[Stored records]
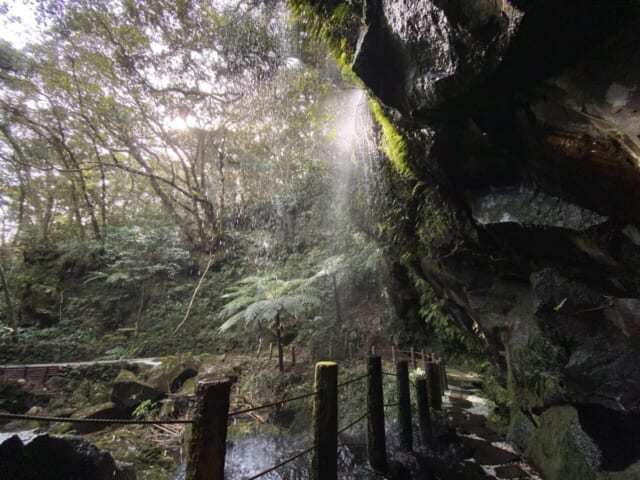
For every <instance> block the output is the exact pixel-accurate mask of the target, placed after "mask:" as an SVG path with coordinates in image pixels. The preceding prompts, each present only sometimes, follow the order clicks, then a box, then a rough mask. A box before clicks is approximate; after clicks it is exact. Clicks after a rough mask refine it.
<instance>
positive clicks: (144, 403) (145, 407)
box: [132, 400, 158, 419]
mask: <svg viewBox="0 0 640 480" xmlns="http://www.w3.org/2000/svg"><path fill="white" fill-rule="evenodd" d="M157 408H158V405H157V403H155V402H153V401H151V400H145V401H143V402H141V403H140V404H138V406H137V407H136V408H135V410H134V411H133V413H132V415H133V418H138V419H144V418H149V417H150V416H151V414H152V413H153V411H154V410H157Z"/></svg>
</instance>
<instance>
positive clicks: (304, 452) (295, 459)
mask: <svg viewBox="0 0 640 480" xmlns="http://www.w3.org/2000/svg"><path fill="white" fill-rule="evenodd" d="M316 448H318V446H317V445H312V446H310V447H308V448H305V449H304V450H302V451H301V452H298V453H296V454H295V455H293V456H292V457H289V458H288V459H286V460H283V461H282V462H280V463H278V464H277V465H274V466H273V467H269V468H267V469H265V470H262V471H261V472H259V473H256V474H255V475H254V476H252V477H249V478H247V479H245V480H256V479H257V478H260V477H263V476H265V475H267V474H268V473H271V472H273V471H275V470H277V469H279V468H281V467H284V466H285V465H287V464H289V463H291V462H293V461H294V460H297V459H298V458H300V457H302V456H304V455H306V454H307V453H310V452H312V451H313V450H315V449H316Z"/></svg>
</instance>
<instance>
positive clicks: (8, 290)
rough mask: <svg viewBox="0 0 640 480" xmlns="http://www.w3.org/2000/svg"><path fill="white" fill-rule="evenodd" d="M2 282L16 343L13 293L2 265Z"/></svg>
mask: <svg viewBox="0 0 640 480" xmlns="http://www.w3.org/2000/svg"><path fill="white" fill-rule="evenodd" d="M0 282H1V283H2V290H3V291H4V300H5V303H6V304H7V317H9V325H10V326H11V328H13V333H12V335H11V336H12V338H13V341H14V342H17V341H18V322H17V321H16V316H15V313H14V311H13V303H12V302H11V292H10V291H9V284H8V283H7V277H6V276H5V274H4V267H3V265H2V263H0Z"/></svg>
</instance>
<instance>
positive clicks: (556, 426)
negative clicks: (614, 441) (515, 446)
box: [526, 406, 599, 480]
mask: <svg viewBox="0 0 640 480" xmlns="http://www.w3.org/2000/svg"><path fill="white" fill-rule="evenodd" d="M540 420H541V424H540V427H539V428H537V429H536V430H535V431H534V432H533V434H532V435H531V437H530V439H529V441H528V447H527V451H526V454H527V456H528V457H529V458H530V459H531V460H532V461H533V463H534V464H535V465H536V466H537V467H538V468H539V469H540V470H541V472H542V473H543V474H544V478H546V479H548V480H595V479H596V478H597V473H596V469H597V465H598V463H599V452H598V448H597V446H596V445H595V444H594V443H593V440H591V438H590V437H589V436H588V435H587V434H586V433H584V431H583V430H582V428H581V427H580V421H579V420H578V413H577V411H576V409H575V408H574V407H570V406H564V407H551V408H550V409H549V410H547V411H546V412H545V413H544V414H543V415H542V417H541V418H540Z"/></svg>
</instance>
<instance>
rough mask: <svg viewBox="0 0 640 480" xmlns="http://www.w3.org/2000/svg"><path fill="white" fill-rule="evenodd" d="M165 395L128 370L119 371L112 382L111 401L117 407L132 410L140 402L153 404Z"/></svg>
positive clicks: (140, 403)
mask: <svg viewBox="0 0 640 480" xmlns="http://www.w3.org/2000/svg"><path fill="white" fill-rule="evenodd" d="M164 396H165V395H164V393H162V392H161V391H160V390H158V389H156V388H154V387H152V386H151V385H147V384H146V383H144V382H142V381H141V380H139V379H138V377H136V375H135V374H134V373H133V372H130V371H129V370H121V371H120V373H119V374H118V376H117V377H116V379H115V380H114V382H113V389H112V390H111V401H112V402H113V403H114V404H115V405H117V406H118V407H121V408H124V409H130V410H133V409H134V408H136V407H137V406H138V405H140V404H141V403H142V402H144V401H146V400H149V401H152V402H155V401H157V400H160V399H161V398H163V397H164Z"/></svg>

→ Exercise description
No pictures belong in the copy. Transcribe every entry exactly.

→ Exercise response
For every <instance> block the output is the exact pixel-accurate mask of the target, placed after "mask:" as an SVG path with coordinates in image pixels. The preceding prompts, each present only sometimes, follow the order clicks, then a box, then a rough mask. A box before clicks is approximate; after clicks it is exact. Clicks after a rough mask refine it.
<instance>
positive clicks: (144, 403) (145, 407)
box: [132, 400, 158, 419]
mask: <svg viewBox="0 0 640 480" xmlns="http://www.w3.org/2000/svg"><path fill="white" fill-rule="evenodd" d="M157 408H158V405H157V403H155V402H153V401H151V400H145V401H143V402H141V403H140V404H138V406H137V407H136V408H135V410H134V411H133V413H132V415H133V418H138V419H144V418H149V417H150V416H151V414H152V413H153V411H154V410H157Z"/></svg>
</instance>
<instance>
positive clicks: (304, 452) (295, 459)
mask: <svg viewBox="0 0 640 480" xmlns="http://www.w3.org/2000/svg"><path fill="white" fill-rule="evenodd" d="M316 448H318V446H317V445H312V446H310V447H308V448H305V449H304V450H302V451H301V452H298V453H296V454H295V455H293V456H292V457H289V458H288V459H286V460H283V461H282V462H280V463H278V464H277V465H274V466H273V467H269V468H267V469H265V470H262V471H261V472H259V473H256V474H255V475H254V476H252V477H249V478H247V479H245V480H256V479H257V478H260V477H263V476H265V475H267V474H268V473H271V472H273V471H275V470H277V469H279V468H281V467H284V466H285V465H287V464H289V463H291V462H293V461H294V460H297V459H298V458H300V457H302V456H304V455H306V454H307V453H310V452H312V451H313V450H315V449H316Z"/></svg>
</instance>
<instance>
positive clicks: (8, 290)
rough mask: <svg viewBox="0 0 640 480" xmlns="http://www.w3.org/2000/svg"><path fill="white" fill-rule="evenodd" d="M2 282L16 343L13 293L2 265Z"/></svg>
mask: <svg viewBox="0 0 640 480" xmlns="http://www.w3.org/2000/svg"><path fill="white" fill-rule="evenodd" d="M0 282H1V283H2V290H3V291H4V300H5V303H6V304H7V317H9V325H10V326H11V328H13V333H12V335H11V336H12V338H13V341H14V342H17V341H18V322H17V321H16V316H15V313H14V311H13V303H12V302H11V292H10V291H9V284H8V283H7V277H6V276H5V274H4V267H3V265H2V263H0Z"/></svg>
</instance>
<instance>
positive clicks: (556, 426)
negative clicks: (614, 441) (515, 446)
box: [526, 406, 599, 480]
mask: <svg viewBox="0 0 640 480" xmlns="http://www.w3.org/2000/svg"><path fill="white" fill-rule="evenodd" d="M540 420H541V424H540V427H539V428H537V429H536V430H535V431H534V432H533V434H532V435H531V437H530V439H529V441H528V447H527V451H526V454H527V456H528V457H529V458H530V459H531V460H532V461H533V463H534V464H535V465H536V466H537V467H538V468H539V469H540V470H541V472H542V473H543V474H544V478H546V479H548V480H595V479H596V478H597V473H596V469H597V465H598V463H599V452H598V448H597V446H596V445H595V444H594V443H593V440H591V438H590V437H589V436H588V435H587V434H586V433H584V431H583V430H582V428H581V427H580V421H579V420H578V413H577V411H576V409H575V408H574V407H570V406H564V407H551V408H550V409H549V410H547V411H546V412H545V413H544V414H543V415H542V417H541V418H540Z"/></svg>
</instance>
<instance>
rough mask: <svg viewBox="0 0 640 480" xmlns="http://www.w3.org/2000/svg"><path fill="white" fill-rule="evenodd" d="M165 395L128 370L119 371L112 382L111 401L117 407L132 410L140 402L153 404Z"/></svg>
positive clicks: (140, 403)
mask: <svg viewBox="0 0 640 480" xmlns="http://www.w3.org/2000/svg"><path fill="white" fill-rule="evenodd" d="M164 396H165V395H164V393H162V392H161V391H160V390H158V389H156V388H154V387H152V386H151V385H147V384H146V383H144V382H142V381H141V380H139V379H138V377H136V375H135V374H134V373H133V372H130V371H129V370H121V371H120V373H119V374H118V376H117V377H116V379H115V380H114V382H113V389H112V390H111V401H112V402H113V403H114V404H115V405H117V406H118V407H121V408H124V409H130V410H133V409H134V408H136V407H137V406H138V405H140V404H141V403H142V402H144V401H146V400H149V401H152V402H155V401H157V400H160V399H161V398H163V397H164Z"/></svg>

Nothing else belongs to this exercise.